[Requirements]:
1) From the article on the Israel-Hamas conflict, copy the stretch from "The Israel-Hamas conflict" through "War of 1973.".
2) Pick up the article on the Israel-Hamas conflict after its final sentence and keep writing.

[Source passage]:
The Israel-Hamas conflict

On 7 October 2023, Palestinian Hamas troops from the Gaza Strip did the unthinkable -- they launched a surprise offensive on Israeli soil, slaughtering civilians in eight kibbutzes and a music festival. At least 1,400 Israelis have been found dead, the worst attack on Israel since the Yom Kippur War of 1973.

The coordinated invasion of 2,500 troops came para-inserted via hanggliders from the air, via the coast on speedboat and on land using pickup trucks and other common vehicles. The attack will be held up as a major blight on the much-feared Israeli Defence Force (IDF), leaving many to question the intelligence and military capability of the oft-thought invincible IDF, a global leader in their field. Even more chillingly, Hamas troops are now holding dozens of Israelie and international hostages in the Gaza for leverage.

In the aftermath of the invasion, Israel has swiftly taken steps to retaliate. An emergency war Cabinet has been formed, putting an end to the peacetime bickering that just preceded this crisis. In the week that followed, Israel cut off food, water, power and fuel resources to the Gaza and rained down airstrikes on the Gaza. It has called up 300,000 of its military reserves, and on the 13 Oct, ordered the immediate evacuation of northern Gaza within 24 hours, effectively displacing 1.1m Palestinian civilians.

There is every reason to believe that this conflict is only just beginning, and will lead to severe unrest in the Middle East.

But taking a few steps back — how did things get here? And how should the thinking Christian, trusting in the God who keeps His covenant promises, think about these matters with wisdom?

[Excerpted records]:
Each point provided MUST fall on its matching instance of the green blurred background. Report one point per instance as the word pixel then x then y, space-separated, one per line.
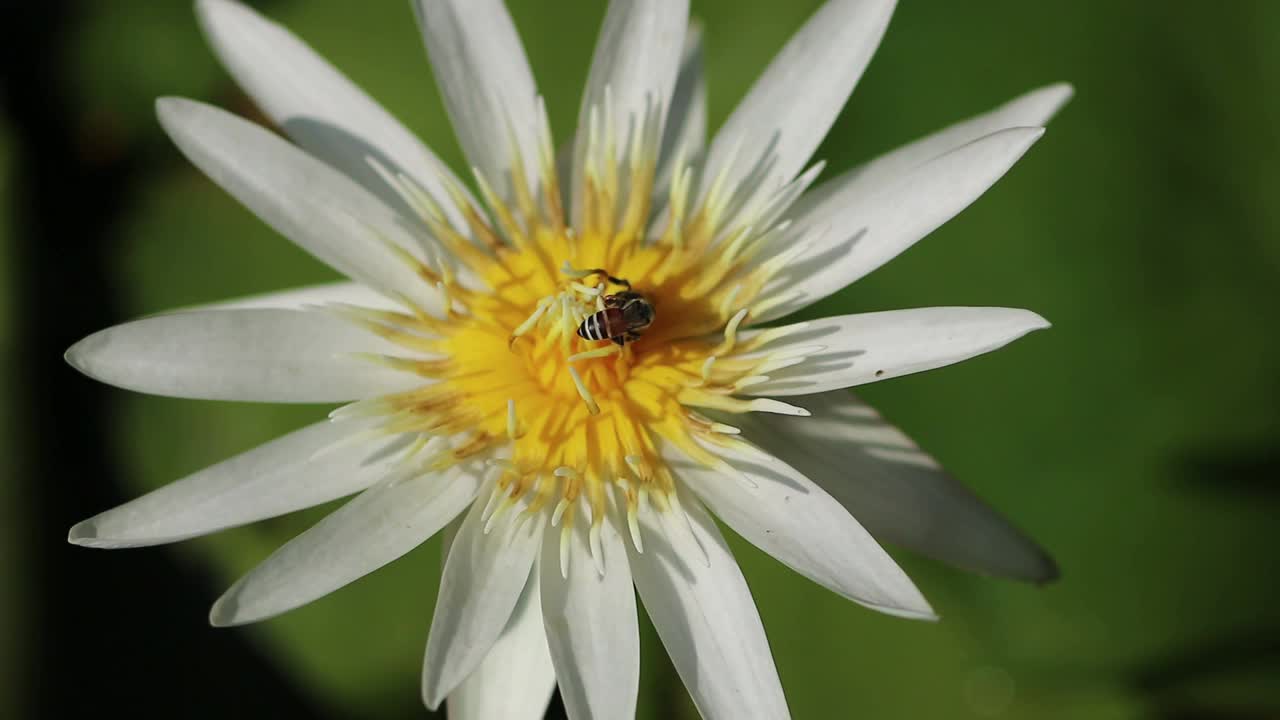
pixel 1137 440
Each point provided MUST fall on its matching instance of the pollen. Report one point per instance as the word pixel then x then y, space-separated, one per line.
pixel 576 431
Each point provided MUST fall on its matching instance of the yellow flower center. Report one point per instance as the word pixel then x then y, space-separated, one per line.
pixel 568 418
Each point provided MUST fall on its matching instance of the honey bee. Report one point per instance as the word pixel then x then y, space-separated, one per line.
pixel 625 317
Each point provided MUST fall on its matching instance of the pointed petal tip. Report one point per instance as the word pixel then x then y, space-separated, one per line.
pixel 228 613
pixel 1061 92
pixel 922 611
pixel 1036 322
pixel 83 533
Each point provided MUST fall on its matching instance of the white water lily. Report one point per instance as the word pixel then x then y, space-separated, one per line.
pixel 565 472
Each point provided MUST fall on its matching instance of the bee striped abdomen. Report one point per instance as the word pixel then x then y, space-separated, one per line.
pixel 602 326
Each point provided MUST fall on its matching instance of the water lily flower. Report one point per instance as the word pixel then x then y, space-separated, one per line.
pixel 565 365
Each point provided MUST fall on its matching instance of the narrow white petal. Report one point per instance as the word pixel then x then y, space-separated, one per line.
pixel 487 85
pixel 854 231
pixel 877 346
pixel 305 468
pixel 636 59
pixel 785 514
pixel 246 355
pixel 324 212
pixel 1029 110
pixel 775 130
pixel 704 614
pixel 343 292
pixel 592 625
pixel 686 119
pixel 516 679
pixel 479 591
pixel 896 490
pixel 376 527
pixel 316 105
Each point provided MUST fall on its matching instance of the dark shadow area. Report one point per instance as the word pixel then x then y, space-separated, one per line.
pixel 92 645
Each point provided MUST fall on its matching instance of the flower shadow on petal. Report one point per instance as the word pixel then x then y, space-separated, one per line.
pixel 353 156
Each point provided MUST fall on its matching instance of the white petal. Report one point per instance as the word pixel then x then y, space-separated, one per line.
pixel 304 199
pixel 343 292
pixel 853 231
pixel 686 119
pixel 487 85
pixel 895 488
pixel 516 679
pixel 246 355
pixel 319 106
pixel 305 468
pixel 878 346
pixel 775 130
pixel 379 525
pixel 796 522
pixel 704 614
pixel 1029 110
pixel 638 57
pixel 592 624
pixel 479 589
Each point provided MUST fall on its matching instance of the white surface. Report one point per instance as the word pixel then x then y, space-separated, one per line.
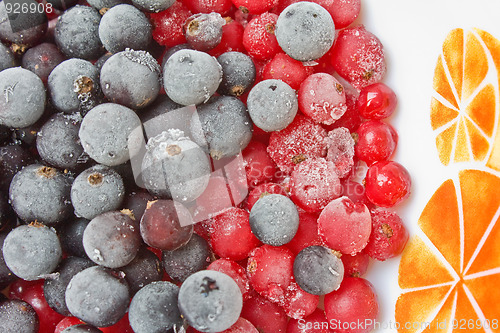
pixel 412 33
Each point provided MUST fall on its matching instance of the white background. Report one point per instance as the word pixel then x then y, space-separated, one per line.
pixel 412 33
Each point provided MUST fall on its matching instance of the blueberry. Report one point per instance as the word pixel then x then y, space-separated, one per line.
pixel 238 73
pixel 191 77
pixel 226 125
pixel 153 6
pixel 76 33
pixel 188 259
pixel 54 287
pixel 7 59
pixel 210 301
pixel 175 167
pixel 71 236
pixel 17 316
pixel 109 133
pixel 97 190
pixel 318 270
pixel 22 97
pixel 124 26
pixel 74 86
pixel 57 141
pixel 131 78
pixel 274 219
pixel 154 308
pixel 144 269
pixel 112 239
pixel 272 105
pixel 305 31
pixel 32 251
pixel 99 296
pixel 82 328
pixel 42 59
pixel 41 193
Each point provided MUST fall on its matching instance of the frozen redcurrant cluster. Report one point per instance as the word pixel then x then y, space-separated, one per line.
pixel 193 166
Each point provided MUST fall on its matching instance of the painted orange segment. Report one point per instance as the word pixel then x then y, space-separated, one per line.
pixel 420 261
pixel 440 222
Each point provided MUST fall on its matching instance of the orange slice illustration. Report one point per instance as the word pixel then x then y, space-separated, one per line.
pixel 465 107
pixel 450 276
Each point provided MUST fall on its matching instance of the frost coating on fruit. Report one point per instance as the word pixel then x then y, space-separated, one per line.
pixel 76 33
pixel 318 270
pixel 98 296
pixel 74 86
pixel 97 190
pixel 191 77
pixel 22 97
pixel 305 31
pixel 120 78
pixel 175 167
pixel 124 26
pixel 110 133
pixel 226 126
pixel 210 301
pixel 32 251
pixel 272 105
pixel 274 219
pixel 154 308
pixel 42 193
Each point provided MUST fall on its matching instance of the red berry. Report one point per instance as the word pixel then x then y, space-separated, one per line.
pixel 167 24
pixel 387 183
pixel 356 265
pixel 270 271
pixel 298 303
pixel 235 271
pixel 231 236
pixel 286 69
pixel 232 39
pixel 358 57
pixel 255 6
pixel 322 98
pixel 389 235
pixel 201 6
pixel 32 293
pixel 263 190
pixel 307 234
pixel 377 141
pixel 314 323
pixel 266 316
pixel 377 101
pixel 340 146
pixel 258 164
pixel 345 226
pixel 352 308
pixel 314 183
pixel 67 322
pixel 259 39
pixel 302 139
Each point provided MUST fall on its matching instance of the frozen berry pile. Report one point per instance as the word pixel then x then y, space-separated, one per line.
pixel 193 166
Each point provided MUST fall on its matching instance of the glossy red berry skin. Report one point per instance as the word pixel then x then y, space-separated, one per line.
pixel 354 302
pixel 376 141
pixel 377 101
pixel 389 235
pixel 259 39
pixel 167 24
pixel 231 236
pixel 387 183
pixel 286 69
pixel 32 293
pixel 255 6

==

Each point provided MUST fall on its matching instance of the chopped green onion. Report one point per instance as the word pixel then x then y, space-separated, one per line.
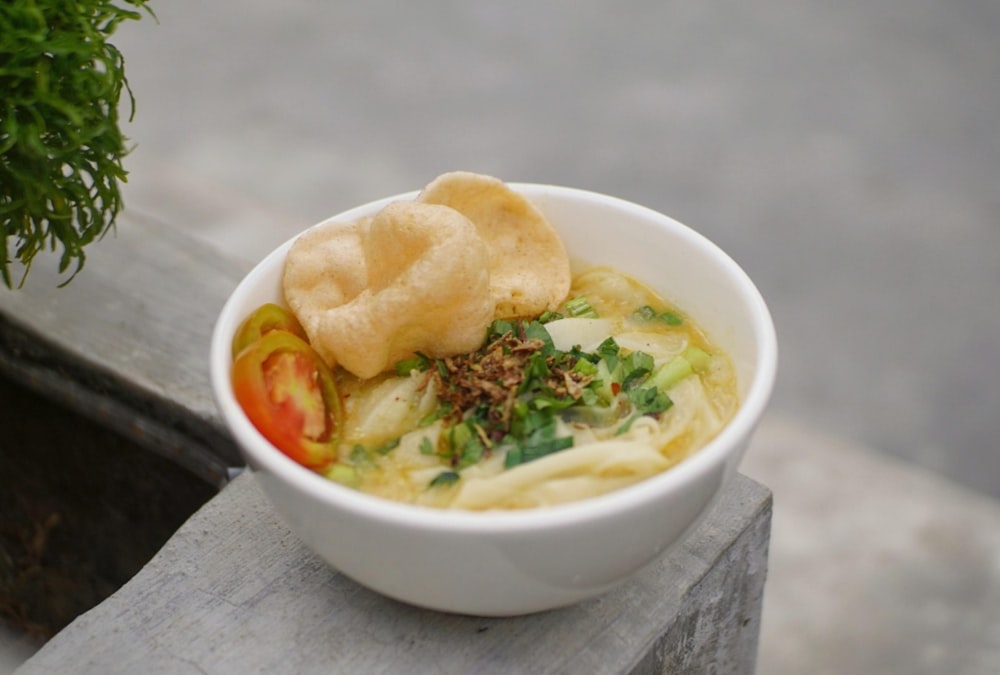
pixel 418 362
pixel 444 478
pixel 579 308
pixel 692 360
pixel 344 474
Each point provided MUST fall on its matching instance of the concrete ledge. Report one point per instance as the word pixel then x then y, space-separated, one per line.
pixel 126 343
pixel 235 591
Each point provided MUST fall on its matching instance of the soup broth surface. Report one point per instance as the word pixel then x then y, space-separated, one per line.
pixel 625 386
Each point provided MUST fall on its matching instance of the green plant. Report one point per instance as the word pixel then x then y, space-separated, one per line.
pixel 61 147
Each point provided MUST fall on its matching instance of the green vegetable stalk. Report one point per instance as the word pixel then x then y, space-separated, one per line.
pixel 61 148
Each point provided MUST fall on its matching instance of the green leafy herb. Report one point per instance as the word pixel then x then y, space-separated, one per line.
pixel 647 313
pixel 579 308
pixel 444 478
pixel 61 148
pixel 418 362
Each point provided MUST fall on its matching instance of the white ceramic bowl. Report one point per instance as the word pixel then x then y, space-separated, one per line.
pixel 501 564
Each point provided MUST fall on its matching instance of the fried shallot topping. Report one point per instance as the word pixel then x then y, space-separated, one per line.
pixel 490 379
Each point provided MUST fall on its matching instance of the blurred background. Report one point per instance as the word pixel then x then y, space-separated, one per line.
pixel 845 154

[Written responses]:
1)
The Israel-Hamas conflict

On 7 October 2023, Palestinian Hamas troops from the Gaza Strip did the unthinkable -- they launched a surprise offensive on Israeli soil, slaughtering civilians in eight kibbutzes and a music festival. At least 1,400 Israelis have been found dead, the worst attack on Israel since the Yom Kippur War of 1973.

2)
The people of god from Exile to Christ

As we remind ourselves of the Bible’s own story about the Jewish people, we should understand how the people of God have moved through this part of the world. 

The prophetic books of Daniel, Ezra and Nehemiah remind us that because of unfaithfulness to God’s covenant, the divided kingdoms of Israel and Judah were both sent by God into exile, the former in Assyria in 720 BC and the latter to Babylon in 586 BC. In particular, the prophet Daniel’s life and story unfolded in captivity under Babylonian rule, but concluded with his service to the Medo-Persian King when Babylonian rule was succeeded by Darius the Mede. His descendant the enlightened King Cyrus ordered the return of the Jewish exiles back to their homeland in 538 BC. The returning exiles rebuilt the city and temple of Jerusalem according to Cyrus’ degree, and instituted the restoration of Jewish religion as recorded in Ezra and Nehemiah. 

Following Greek control of Palestine under Alexander the Great in the 4th century, the Romans ruled Judea as a vassal state in the 1st century BC, and subjected it to the client kings like King Herod, who held power during the lifetime and birth of Jesus Christ. This entire sequence of world history was prophesied breathtakingly by the prophet Daniel, who anticipated the four kingdoms of gold (Babylon), silver (Persia), bronze (Greek) and mixed iron and clay (Roman) until the fifth and everlasting kingdom would arrive and crush the latter in its day. 

Thus Christians reading the Bible should rightly understand that it is for covenant unfaithfulness that the nations of Israel and Judah, the children of Jacob, lost the land of promise and that the latter glory of the temple, restored by the returning exiles, then expanded in Herod’s day could never compare to the first.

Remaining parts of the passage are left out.